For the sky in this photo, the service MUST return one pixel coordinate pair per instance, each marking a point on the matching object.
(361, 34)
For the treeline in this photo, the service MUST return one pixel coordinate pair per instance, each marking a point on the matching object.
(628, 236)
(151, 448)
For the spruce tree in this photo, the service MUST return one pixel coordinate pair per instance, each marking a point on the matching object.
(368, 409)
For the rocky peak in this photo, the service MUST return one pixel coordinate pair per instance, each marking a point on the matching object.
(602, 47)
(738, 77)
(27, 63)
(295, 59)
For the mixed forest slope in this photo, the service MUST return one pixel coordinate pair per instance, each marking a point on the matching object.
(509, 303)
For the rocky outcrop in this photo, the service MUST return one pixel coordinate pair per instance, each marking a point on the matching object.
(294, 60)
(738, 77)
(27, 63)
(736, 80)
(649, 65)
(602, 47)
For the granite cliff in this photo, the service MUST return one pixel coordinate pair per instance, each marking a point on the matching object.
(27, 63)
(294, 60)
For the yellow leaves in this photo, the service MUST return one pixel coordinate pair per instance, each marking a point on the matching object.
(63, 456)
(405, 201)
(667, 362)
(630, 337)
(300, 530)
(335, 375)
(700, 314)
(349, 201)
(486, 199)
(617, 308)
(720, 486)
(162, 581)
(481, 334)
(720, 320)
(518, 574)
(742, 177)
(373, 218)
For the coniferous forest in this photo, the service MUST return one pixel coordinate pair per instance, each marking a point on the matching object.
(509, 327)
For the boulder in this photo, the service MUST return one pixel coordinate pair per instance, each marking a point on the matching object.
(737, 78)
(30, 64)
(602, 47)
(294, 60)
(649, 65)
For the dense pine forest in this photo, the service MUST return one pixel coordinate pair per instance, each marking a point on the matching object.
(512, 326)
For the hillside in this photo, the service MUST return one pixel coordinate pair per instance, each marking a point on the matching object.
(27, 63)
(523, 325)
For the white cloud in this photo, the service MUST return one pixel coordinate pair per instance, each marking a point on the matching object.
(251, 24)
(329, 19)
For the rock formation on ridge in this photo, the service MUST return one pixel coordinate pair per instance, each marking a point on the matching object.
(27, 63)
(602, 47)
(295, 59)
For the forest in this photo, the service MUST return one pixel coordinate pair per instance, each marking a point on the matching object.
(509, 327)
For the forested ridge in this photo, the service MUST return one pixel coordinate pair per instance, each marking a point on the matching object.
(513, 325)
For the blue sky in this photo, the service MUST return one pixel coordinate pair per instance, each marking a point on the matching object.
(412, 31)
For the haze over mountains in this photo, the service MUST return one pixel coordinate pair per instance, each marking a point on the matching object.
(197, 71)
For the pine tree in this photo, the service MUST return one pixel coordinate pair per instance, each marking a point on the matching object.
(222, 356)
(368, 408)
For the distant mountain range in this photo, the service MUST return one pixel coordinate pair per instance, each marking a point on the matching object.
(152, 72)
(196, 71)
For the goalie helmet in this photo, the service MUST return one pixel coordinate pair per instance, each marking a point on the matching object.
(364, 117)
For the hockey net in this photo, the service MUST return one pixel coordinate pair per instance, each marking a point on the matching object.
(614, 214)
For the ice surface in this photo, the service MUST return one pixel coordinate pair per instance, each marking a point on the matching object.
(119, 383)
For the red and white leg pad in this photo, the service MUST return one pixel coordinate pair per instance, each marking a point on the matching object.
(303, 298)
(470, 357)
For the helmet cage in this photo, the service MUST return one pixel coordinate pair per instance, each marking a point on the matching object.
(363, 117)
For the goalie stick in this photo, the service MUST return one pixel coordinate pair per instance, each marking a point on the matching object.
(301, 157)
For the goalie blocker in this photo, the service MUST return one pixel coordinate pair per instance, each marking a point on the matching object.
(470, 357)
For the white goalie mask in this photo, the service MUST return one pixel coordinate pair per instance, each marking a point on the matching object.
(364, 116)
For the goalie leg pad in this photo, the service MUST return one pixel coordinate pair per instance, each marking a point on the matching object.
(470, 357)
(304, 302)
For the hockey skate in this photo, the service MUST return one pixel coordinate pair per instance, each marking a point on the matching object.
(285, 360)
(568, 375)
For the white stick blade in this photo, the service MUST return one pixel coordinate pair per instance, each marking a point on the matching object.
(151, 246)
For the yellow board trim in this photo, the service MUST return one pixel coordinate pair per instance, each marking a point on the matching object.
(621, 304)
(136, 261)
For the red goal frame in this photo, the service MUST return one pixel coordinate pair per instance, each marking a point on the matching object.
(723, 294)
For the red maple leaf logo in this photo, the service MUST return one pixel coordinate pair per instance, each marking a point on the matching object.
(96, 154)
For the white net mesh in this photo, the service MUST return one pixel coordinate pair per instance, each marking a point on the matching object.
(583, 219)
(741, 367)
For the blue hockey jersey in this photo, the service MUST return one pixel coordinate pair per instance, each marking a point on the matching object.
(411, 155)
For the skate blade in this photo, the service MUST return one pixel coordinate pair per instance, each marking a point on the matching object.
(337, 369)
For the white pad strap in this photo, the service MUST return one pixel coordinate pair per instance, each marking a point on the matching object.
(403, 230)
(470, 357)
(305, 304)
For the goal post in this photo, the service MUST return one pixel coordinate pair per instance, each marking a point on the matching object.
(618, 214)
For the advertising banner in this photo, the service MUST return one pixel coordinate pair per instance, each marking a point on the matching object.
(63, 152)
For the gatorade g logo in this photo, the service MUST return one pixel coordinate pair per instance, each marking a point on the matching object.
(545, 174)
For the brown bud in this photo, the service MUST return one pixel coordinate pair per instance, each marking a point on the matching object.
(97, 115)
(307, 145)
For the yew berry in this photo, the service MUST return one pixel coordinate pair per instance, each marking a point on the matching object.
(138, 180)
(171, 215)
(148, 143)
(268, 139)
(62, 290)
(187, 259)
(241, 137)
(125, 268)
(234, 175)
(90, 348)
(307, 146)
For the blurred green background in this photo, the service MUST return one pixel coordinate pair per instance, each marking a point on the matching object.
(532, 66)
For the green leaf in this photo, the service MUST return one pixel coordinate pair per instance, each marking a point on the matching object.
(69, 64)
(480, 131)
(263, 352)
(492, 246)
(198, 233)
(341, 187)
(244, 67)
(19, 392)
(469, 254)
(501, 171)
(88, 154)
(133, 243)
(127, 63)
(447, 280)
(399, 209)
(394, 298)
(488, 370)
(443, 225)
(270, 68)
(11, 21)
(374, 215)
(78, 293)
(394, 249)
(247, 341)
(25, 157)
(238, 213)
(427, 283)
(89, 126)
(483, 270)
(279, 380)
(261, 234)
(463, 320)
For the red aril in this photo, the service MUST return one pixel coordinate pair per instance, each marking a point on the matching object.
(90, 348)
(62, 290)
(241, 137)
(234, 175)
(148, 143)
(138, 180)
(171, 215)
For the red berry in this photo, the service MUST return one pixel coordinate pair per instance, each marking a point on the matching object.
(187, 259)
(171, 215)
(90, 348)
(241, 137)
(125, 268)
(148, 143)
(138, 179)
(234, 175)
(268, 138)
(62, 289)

◆ ◆ ◆ ◆ ◆ ◆ ◆

→ What you have to do:
Exactly as they stand above, repeat all the records.

→ Exercise answer:
For the sky in this photo, the service MUST return one pixel coordinate pair per instance, each marking a point on the matching object.
(361, 34)
For the treeline in this photo, the service MUST return one pixel coordinate pair per instance, each marking a point on the matching object.
(628, 236)
(151, 448)
For the spruce tree in this photo, the service MUST return one pixel coordinate pair per instance, each marking a point on the matching object.
(368, 409)
For the rocky peak in this photo, the service MUST return one pixel coordinate pair per instance, each marking a point on the matching object.
(602, 47)
(738, 77)
(27, 63)
(295, 59)
For the mixed forest slope in this photo, the service MUST return one pixel coordinate pair per instance, each marking a point on the matching object.
(509, 303)
For the rocky outcrop in this photo, the service MUST return one pixel coordinate pair per instance, each marking a point on the matching object.
(294, 60)
(738, 77)
(27, 63)
(736, 80)
(649, 65)
(602, 47)
For the granite cliff in this photo, the service MUST return one pixel coordinate pair per instance, each marking a point on the matching object.
(27, 63)
(294, 60)
For the yellow leaves in this photo, the service MUST return one pixel coordinate pair per instance, each marking a point on the matching object.
(63, 456)
(405, 201)
(667, 362)
(630, 337)
(300, 530)
(335, 375)
(700, 314)
(349, 201)
(486, 199)
(617, 308)
(720, 486)
(162, 581)
(481, 334)
(720, 320)
(518, 574)
(742, 177)
(373, 218)
For the coniferous forest in this photo, the service MUST return one pixel coordinate pair per instance, each marking a point on the matching object.
(509, 327)
For the boulder in this photo, the service MUST return one pixel coordinate pair per instance, each marking a point on the matching object.
(737, 78)
(30, 64)
(602, 47)
(294, 60)
(649, 65)
For the dense pine forest in this photo, the service MUST return one pixel coordinate pair per instance, each marking a point on the matching object.
(512, 326)
For the hillside in this photo, the service MUST return one pixel coordinate pair per instance, each marking a point on the matching object.
(27, 63)
(523, 325)
For the white cloud in this photo, the service MUST return one pixel coordinate pair per instance, each marking a point on the matching object.
(251, 24)
(329, 19)
For the rock formation on ridge in this photo, the service MUST return one pixel coordinate pair per instance, each marking a point on the matching object.
(27, 63)
(602, 47)
(295, 59)
For the forest in this photo, the service MUST return one pixel coordinate pair per instance, each marking a point on the matching object.
(509, 327)
For the forested ridge in this photo, the service MUST return one pixel coordinate pair per instance, each marking a point on the matching object.
(513, 325)
For the blue sky in this photo, the service MUST return one pixel coordinate pair per instance, each marking a point on the matching object.
(412, 31)
For the haze over mountains in this photo, the service MUST return one pixel coordinate pair per instance, each marking a point on the matching object.
(197, 71)
For the pine tree in this photo, the service MUST return one pixel coordinate pair per instance, each marking a point on the matching object.
(222, 356)
(368, 408)
For the distant mountain range in this photo, the service MUST return one pixel coordinate pair per instance, each marking a point on the matching object.
(152, 72)
(196, 71)
For the goalie helmet in this photo, the service MUST return one pixel coordinate pair per instance, each marking a point on the matching object.
(364, 117)
For the hockey net in this photo, the service MUST return one pixel coordinate pair per instance, each marking a point on the matching object.
(614, 214)
For the ice surface in this photo, the service MUST return one pixel coordinate pair per instance, each marking a point on the matching object.
(119, 383)
For the red and white leg pad in this photo, the service MUST return one pixel coordinate pair per instance, each marking a point on the matching object.
(303, 298)
(470, 357)
For the helmet cage in this photo, the service MUST return one pixel coordinate pair per instance, each marking a point on the matching object.
(363, 117)
For the goalie stick in this photo, the service MUST return one pixel coordinate pair per instance, each marking a point on the matching object.
(301, 157)
For the goalie blocker in this photo, the service MUST return one pixel coordinate pair per instance, each marking a point on the matching object.
(470, 357)
For the white goalie mask in this photo, the service MUST return one pixel coordinate pair per instance, each marking a point on the matching object.
(364, 116)
For the goalie leg pad in this photo, the service MUST return one pixel coordinate pair per instance, each marking a point on the matching object.
(470, 357)
(304, 302)
For the hockey skate in this photo, the service MUST return one pixel coordinate pair per instance, each marking a point on the matching object.
(285, 360)
(568, 375)
For the white stick blade in this photo, the service MUST return one pixel coordinate pair per instance, each marking a point on the matching object.
(151, 246)
For the yellow board trim in this photo, the service MUST return one pixel coordinate pair per instance, each marking a point on the matching object.
(621, 304)
(136, 261)
For the red goal frame in this photo, the service MUST return one pixel coordinate pair per instance, each marking a point on the matching object.
(723, 294)
For the red maple leaf logo in this photo, the service MUST return one pixel coordinate pair per instance, each marking a point on the matching object.
(96, 154)
For the white net mesh in this photo, the service MUST return one pixel coordinate pair per instance, each marking a point on the matching object.
(583, 219)
(741, 367)
For the blue hockey jersey in this photo, the service MUST return one pixel coordinate pair per instance, each marking a point on the matching object.
(411, 155)
For the skate blade in this photo, the service MUST return one pixel coordinate pair per instance, each marking a point on the matching object.
(337, 369)
For the white pad strap in this photo, the service MUST return one pixel coordinate pair per instance, each marking a point on the matching object.
(403, 230)
(470, 357)
(305, 304)
For the goal post in this photo, the service MUST return one pixel coordinate pair per instance, each marking a point on the matching object.
(618, 214)
For the advertising banner in this photo, the service MUST return one pixel coordinate pair per instance, each marking a point on the matching object.
(63, 152)
For the gatorade g logo in this photo, the service MUST return one pixel coordinate pair per instance, each marking a point on the matching object.
(545, 174)
For the brown bud in this photo, the service MUST return one pixel coordinate pair per instance, each marking a point on the matching object.
(97, 115)
(307, 145)
For the yew berry in this photo, the service MUST return one pixel coordinate pair per instance, each marking a point on the matching object.
(138, 180)
(171, 215)
(148, 143)
(268, 139)
(62, 290)
(187, 259)
(241, 137)
(125, 268)
(234, 175)
(90, 348)
(307, 146)
For the blurred green background in this photo, the service MUST return one pixel coordinate pair per instance, each marking a point on the matching object.
(532, 66)
For the green leaf in this photo, the service MUST return one pixel coordinate pair per instance, each marking a point on the matching object.
(69, 64)
(480, 131)
(263, 352)
(492, 246)
(198, 233)
(341, 187)
(244, 67)
(19, 392)
(469, 254)
(501, 171)
(88, 154)
(133, 243)
(127, 63)
(447, 280)
(399, 209)
(394, 298)
(488, 370)
(443, 225)
(270, 68)
(11, 21)
(374, 215)
(78, 293)
(394, 249)
(247, 341)
(25, 157)
(238, 213)
(427, 283)
(89, 126)
(483, 270)
(279, 380)
(261, 234)
(463, 320)
For the red aril in this photo, the service MUST return one pixel coordinate pair per instance, each marking a point on the matching object.
(90, 348)
(62, 290)
(241, 137)
(234, 175)
(148, 143)
(138, 180)
(171, 215)
For the red berry in this photo, the service MUST return one pixel coordinate pair per instance, each marking a point on the matching object.
(187, 259)
(171, 215)
(90, 348)
(241, 137)
(125, 268)
(148, 143)
(138, 179)
(234, 175)
(268, 138)
(62, 289)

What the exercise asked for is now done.